START Input for this task
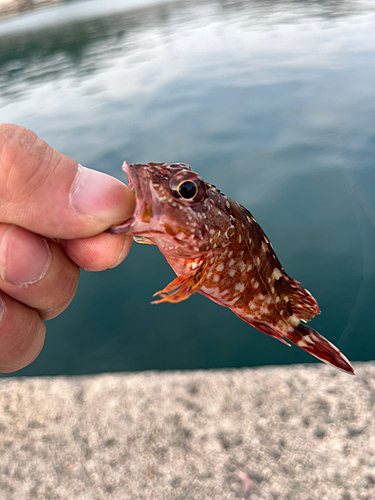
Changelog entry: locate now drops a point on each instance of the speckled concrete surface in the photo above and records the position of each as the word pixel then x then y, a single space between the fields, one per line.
pixel 295 432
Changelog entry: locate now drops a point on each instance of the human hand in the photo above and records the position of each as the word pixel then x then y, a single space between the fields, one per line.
pixel 52 216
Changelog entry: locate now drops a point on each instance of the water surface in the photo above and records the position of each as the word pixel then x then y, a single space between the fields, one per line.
pixel 272 101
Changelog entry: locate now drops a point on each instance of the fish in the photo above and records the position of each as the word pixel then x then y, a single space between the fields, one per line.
pixel 216 248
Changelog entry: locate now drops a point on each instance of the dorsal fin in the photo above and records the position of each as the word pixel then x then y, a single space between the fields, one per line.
pixel 302 303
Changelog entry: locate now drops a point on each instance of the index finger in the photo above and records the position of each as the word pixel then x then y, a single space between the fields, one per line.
pixel 48 193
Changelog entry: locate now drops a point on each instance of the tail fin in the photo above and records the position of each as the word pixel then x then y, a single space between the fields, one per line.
pixel 311 341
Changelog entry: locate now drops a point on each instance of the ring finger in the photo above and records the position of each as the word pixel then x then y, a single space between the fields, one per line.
pixel 36 271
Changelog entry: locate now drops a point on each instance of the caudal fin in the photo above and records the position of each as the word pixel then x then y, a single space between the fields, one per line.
pixel 311 341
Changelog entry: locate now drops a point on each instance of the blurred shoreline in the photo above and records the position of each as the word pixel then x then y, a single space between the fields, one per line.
pixel 14 7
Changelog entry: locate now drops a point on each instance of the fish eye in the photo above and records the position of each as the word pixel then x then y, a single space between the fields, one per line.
pixel 187 187
pixel 187 190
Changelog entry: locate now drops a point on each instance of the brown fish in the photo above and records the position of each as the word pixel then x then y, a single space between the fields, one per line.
pixel 216 248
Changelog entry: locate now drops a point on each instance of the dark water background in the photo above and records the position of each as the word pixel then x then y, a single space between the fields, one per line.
pixel 272 101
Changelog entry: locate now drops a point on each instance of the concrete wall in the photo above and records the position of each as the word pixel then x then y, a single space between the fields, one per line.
pixel 283 433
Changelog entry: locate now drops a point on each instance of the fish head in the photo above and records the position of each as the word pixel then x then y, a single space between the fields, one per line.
pixel 175 208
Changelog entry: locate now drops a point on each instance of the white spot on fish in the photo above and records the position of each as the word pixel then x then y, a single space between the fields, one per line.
pixel 242 266
pixel 302 343
pixel 276 274
pixel 293 320
pixel 232 302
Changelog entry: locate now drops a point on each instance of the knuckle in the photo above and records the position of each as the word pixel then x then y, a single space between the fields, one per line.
pixel 25 163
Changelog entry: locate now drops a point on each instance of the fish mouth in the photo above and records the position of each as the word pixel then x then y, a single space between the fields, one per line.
pixel 140 183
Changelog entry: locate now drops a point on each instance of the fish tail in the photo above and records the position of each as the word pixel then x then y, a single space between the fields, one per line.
pixel 312 342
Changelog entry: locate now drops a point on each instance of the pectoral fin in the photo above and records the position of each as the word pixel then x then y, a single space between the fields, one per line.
pixel 143 240
pixel 183 286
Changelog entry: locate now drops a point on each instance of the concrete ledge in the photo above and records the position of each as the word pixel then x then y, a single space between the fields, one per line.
pixel 300 432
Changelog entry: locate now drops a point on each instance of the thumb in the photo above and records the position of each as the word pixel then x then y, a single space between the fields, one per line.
pixel 50 194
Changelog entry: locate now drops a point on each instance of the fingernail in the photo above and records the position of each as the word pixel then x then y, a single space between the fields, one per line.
pixel 95 193
pixel 24 256
pixel 2 309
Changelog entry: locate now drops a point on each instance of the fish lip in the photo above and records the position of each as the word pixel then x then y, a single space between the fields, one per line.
pixel 139 184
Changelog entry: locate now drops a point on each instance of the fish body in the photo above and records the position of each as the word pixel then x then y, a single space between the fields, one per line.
pixel 216 248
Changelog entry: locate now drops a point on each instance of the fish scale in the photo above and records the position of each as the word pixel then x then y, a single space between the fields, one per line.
pixel 217 249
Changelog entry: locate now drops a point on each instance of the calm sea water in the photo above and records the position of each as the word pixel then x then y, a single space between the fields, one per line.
pixel 272 101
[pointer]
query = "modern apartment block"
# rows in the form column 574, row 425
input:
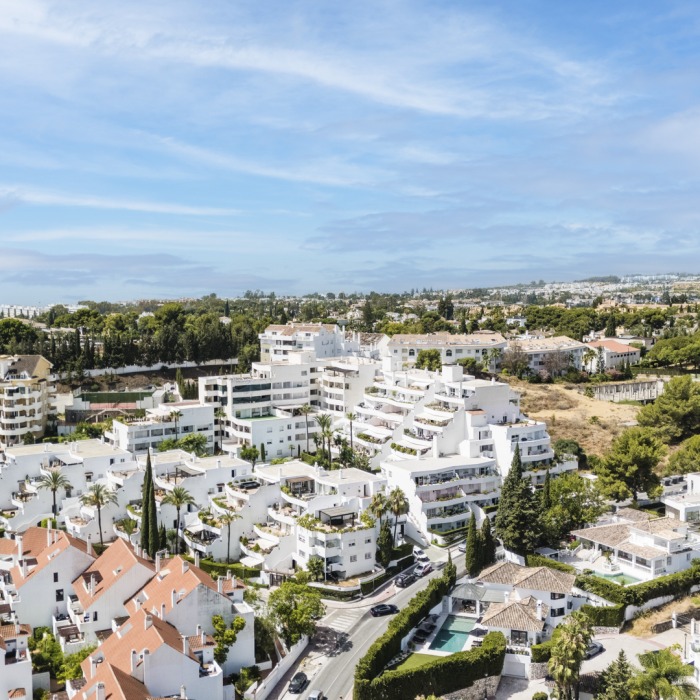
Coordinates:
column 27, row 396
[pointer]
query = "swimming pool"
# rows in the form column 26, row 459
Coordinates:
column 453, row 634
column 622, row 579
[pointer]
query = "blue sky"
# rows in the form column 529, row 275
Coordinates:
column 173, row 148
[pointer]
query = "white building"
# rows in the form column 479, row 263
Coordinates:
column 27, row 397
column 168, row 421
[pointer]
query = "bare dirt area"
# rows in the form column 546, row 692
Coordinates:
column 571, row 415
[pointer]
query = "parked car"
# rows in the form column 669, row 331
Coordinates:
column 594, row 648
column 423, row 569
column 298, row 683
column 405, row 580
column 383, row 609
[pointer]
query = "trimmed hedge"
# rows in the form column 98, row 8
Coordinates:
column 612, row 616
column 446, row 674
column 537, row 560
column 388, row 645
column 540, row 653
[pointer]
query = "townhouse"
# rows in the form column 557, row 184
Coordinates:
column 37, row 570
column 27, row 397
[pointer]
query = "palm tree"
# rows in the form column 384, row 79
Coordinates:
column 378, row 506
column 226, row 519
column 398, row 505
column 178, row 498
column 663, row 676
column 219, row 414
column 53, row 481
column 351, row 417
column 98, row 497
column 571, row 639
column 304, row 411
column 324, row 422
column 175, row 416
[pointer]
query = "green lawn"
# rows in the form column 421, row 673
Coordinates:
column 415, row 660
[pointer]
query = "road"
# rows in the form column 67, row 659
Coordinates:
column 344, row 636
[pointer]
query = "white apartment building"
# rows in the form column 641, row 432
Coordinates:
column 613, row 355
column 404, row 348
column 323, row 340
column 165, row 422
column 27, row 397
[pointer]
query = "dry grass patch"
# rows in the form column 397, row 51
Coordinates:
column 641, row 627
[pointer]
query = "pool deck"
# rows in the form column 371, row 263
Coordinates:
column 425, row 647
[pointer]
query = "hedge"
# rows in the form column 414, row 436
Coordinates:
column 537, row 560
column 386, row 647
column 612, row 616
column 540, row 653
column 446, row 674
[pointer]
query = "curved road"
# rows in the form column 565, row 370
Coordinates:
column 344, row 636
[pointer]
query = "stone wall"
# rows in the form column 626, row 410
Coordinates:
column 483, row 687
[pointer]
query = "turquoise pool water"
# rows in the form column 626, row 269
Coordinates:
column 622, row 579
column 453, row 634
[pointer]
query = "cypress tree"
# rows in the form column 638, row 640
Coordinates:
column 145, row 502
column 471, row 558
column 153, row 535
column 517, row 521
column 487, row 544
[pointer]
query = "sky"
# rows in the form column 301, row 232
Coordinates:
column 175, row 148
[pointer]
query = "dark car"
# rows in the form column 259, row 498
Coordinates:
column 593, row 649
column 379, row 610
column 298, row 683
column 405, row 580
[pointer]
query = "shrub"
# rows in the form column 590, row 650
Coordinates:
column 537, row 560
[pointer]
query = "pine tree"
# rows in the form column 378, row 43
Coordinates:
column 517, row 521
column 145, row 502
column 546, row 496
column 487, row 544
column 472, row 558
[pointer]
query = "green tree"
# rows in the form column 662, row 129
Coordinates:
column 663, row 677
column 570, row 641
column 676, row 413
column 179, row 498
column 628, row 468
column 686, row 459
column 398, row 506
column 295, row 608
column 429, row 359
column 316, row 568
column 98, row 497
column 250, row 454
column 487, row 544
column 225, row 636
column 472, row 558
column 518, row 511
column 53, row 481
column 615, row 680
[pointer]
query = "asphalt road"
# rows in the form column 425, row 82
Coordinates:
column 344, row 637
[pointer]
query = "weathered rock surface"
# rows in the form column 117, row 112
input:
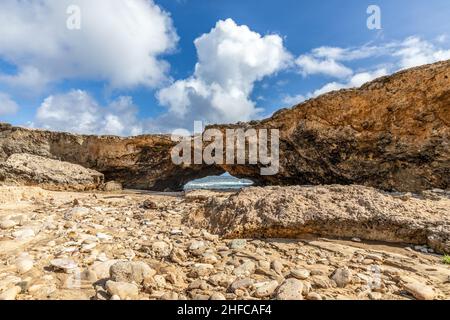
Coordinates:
column 32, row 170
column 392, row 134
column 332, row 211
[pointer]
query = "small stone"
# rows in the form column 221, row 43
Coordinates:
column 313, row 296
column 11, row 293
column 176, row 232
column 112, row 186
column 124, row 290
column 290, row 289
column 169, row 296
column 420, row 291
column 161, row 249
column 238, row 244
column 149, row 204
column 265, row 289
column 217, row 296
column 241, row 284
column 64, row 264
column 245, row 269
column 197, row 247
column 88, row 247
column 374, row 295
column 131, row 272
column 7, row 224
column 300, row 274
column 342, row 277
column 201, row 269
column 277, row 266
column 209, row 258
column 104, row 236
column 24, row 264
column 102, row 268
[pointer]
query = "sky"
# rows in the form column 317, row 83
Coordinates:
column 129, row 67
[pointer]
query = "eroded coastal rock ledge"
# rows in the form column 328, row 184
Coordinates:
column 391, row 134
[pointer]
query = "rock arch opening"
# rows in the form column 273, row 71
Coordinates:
column 224, row 181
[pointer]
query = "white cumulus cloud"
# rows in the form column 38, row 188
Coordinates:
column 120, row 42
column 78, row 112
column 7, row 105
column 231, row 58
column 310, row 65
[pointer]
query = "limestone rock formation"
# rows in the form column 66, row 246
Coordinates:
column 31, row 170
column 141, row 162
column 392, row 134
column 331, row 211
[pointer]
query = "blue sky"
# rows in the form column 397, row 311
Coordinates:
column 73, row 87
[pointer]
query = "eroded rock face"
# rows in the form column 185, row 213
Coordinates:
column 392, row 134
column 330, row 211
column 31, row 170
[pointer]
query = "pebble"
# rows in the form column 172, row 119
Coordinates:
column 217, row 296
column 313, row 296
column 265, row 289
column 131, row 272
column 24, row 264
column 11, row 293
column 237, row 244
column 300, row 274
column 277, row 266
column 23, row 234
column 201, row 269
column 245, row 269
column 161, row 249
column 290, row 289
column 76, row 213
column 7, row 224
column 375, row 295
column 241, row 284
column 67, row 265
column 102, row 268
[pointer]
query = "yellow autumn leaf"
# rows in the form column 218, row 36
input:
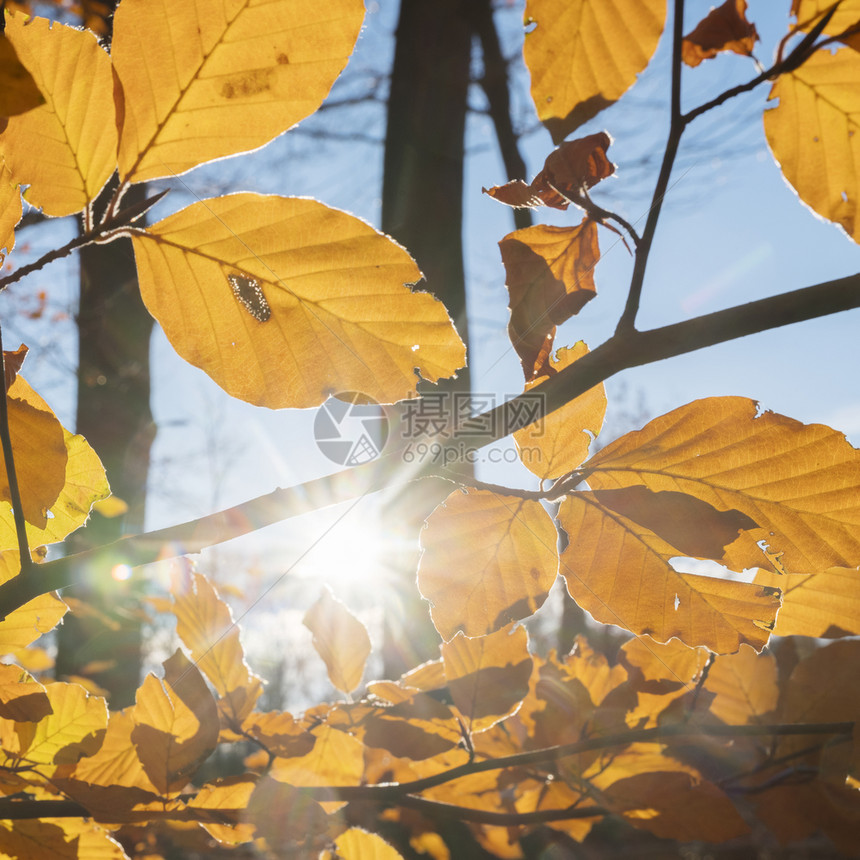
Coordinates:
column 205, row 624
column 176, row 724
column 340, row 639
column 74, row 728
column 116, row 764
column 26, row 624
column 583, row 55
column 549, row 276
column 18, row 90
column 814, row 134
column 84, row 480
column 358, row 844
column 22, row 698
column 36, row 840
column 845, row 19
column 222, row 78
column 228, row 798
column 487, row 560
column 488, row 676
column 744, row 686
column 559, row 443
column 825, row 604
column 10, row 211
column 799, row 483
column 40, row 457
column 333, row 313
column 65, row 150
column 618, row 570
END Input for this task
Reproduce each line from the listing above that includes the word "building".

▶ _Response below_
query = "white building"
query = "white apartment building"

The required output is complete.